• Work instructions
How many lines in the items below contain the string "Kindly" with matching case? Reply with the number only.

*** Listed entries

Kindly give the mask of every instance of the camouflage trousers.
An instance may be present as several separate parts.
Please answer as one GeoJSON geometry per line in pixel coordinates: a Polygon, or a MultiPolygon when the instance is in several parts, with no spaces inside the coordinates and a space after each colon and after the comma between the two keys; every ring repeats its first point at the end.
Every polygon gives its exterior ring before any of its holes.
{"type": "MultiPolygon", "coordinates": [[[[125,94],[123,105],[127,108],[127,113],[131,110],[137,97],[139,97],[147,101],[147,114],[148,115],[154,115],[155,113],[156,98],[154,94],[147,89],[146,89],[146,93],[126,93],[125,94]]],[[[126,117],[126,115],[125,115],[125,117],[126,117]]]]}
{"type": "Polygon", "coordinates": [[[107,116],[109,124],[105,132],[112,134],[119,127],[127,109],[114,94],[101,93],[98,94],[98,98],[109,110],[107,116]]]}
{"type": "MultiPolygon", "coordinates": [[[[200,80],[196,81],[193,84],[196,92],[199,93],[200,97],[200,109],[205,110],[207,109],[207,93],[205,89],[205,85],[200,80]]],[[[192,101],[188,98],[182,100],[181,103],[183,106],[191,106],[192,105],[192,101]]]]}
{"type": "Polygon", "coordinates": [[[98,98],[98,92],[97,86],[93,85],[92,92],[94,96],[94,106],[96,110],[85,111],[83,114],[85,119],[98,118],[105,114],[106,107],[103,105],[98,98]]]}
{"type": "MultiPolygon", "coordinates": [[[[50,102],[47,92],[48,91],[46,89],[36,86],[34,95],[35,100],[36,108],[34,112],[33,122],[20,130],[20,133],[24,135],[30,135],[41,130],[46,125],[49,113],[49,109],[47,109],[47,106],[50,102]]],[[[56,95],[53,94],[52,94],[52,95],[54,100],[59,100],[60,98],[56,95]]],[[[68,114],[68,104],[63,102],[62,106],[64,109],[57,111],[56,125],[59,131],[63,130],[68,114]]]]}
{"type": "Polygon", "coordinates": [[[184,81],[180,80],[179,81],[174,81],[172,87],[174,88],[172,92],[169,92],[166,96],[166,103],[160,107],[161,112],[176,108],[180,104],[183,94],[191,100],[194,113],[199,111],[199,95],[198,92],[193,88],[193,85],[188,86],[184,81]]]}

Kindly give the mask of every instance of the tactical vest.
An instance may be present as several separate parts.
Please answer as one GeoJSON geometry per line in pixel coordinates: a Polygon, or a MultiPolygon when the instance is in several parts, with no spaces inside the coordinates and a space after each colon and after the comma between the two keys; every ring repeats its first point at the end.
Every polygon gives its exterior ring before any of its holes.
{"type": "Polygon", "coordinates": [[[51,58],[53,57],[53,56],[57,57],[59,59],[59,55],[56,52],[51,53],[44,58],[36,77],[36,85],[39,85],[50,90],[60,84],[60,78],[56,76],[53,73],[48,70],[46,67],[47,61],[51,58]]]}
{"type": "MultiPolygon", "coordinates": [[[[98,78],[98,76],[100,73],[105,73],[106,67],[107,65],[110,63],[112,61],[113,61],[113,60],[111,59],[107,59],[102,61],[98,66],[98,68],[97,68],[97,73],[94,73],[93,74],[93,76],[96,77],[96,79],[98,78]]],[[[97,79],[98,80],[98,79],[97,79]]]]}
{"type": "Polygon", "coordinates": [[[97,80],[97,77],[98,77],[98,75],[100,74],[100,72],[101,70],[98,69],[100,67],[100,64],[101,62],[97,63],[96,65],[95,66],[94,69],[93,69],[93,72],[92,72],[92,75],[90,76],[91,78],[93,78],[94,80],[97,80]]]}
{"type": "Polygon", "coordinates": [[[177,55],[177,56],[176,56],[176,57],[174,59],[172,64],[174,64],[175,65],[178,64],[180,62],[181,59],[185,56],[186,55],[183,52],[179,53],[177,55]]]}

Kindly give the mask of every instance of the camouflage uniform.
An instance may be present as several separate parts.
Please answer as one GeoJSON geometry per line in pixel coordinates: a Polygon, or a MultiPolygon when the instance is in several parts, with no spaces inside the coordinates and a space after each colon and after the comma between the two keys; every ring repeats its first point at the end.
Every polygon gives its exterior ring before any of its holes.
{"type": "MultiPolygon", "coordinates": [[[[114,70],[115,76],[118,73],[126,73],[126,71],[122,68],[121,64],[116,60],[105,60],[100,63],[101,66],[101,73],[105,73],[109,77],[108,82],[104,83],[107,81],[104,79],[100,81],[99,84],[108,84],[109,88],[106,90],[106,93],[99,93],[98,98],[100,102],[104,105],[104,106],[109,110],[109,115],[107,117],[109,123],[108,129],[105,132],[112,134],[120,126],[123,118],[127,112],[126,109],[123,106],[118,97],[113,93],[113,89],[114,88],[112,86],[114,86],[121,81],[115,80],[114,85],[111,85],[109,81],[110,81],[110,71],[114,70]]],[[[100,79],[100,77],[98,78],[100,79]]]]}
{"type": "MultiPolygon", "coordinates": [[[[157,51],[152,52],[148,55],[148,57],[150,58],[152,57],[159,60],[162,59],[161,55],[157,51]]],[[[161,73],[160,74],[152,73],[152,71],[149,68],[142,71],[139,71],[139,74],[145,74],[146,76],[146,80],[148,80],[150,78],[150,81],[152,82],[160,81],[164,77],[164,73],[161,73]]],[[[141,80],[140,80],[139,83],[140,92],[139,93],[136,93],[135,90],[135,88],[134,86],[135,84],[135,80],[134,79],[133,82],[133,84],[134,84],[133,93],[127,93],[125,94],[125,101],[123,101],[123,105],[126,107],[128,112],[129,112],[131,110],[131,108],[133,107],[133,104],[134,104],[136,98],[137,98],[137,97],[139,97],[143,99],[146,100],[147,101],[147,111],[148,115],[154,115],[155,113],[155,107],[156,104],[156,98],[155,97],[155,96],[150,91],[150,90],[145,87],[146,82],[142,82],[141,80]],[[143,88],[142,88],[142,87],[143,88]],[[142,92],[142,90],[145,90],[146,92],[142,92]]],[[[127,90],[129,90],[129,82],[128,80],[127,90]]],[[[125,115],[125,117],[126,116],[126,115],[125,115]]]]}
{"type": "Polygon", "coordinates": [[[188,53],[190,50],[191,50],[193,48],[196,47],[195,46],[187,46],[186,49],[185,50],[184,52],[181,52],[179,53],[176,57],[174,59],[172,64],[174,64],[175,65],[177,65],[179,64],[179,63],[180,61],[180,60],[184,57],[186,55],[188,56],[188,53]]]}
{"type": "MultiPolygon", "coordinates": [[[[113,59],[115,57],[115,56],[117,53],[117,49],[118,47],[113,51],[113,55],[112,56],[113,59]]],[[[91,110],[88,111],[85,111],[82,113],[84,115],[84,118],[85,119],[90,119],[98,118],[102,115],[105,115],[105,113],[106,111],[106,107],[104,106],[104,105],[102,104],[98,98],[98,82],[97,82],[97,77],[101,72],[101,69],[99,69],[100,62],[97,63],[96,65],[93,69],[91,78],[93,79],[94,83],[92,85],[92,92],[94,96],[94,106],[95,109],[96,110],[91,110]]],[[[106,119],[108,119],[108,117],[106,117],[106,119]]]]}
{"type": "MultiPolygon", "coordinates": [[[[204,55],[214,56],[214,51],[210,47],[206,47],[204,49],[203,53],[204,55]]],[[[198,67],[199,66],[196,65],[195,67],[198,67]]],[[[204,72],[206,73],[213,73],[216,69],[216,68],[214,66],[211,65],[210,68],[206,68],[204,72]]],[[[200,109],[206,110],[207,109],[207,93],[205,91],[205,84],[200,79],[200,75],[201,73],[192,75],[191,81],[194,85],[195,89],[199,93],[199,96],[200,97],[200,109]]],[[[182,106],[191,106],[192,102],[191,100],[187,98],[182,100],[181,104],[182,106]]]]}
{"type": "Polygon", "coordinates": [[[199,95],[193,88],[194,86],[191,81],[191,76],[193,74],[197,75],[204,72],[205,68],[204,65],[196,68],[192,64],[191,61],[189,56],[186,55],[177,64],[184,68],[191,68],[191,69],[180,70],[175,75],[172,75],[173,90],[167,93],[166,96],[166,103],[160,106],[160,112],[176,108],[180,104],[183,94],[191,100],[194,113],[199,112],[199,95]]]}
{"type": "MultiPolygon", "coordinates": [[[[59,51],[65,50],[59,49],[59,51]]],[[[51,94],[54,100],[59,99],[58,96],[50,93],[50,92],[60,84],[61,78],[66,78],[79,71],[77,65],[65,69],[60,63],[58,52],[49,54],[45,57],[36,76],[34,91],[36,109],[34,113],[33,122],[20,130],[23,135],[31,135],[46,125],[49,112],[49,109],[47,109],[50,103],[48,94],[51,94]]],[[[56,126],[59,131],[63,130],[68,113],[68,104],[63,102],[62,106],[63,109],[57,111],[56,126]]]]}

******

• Exercise answer
3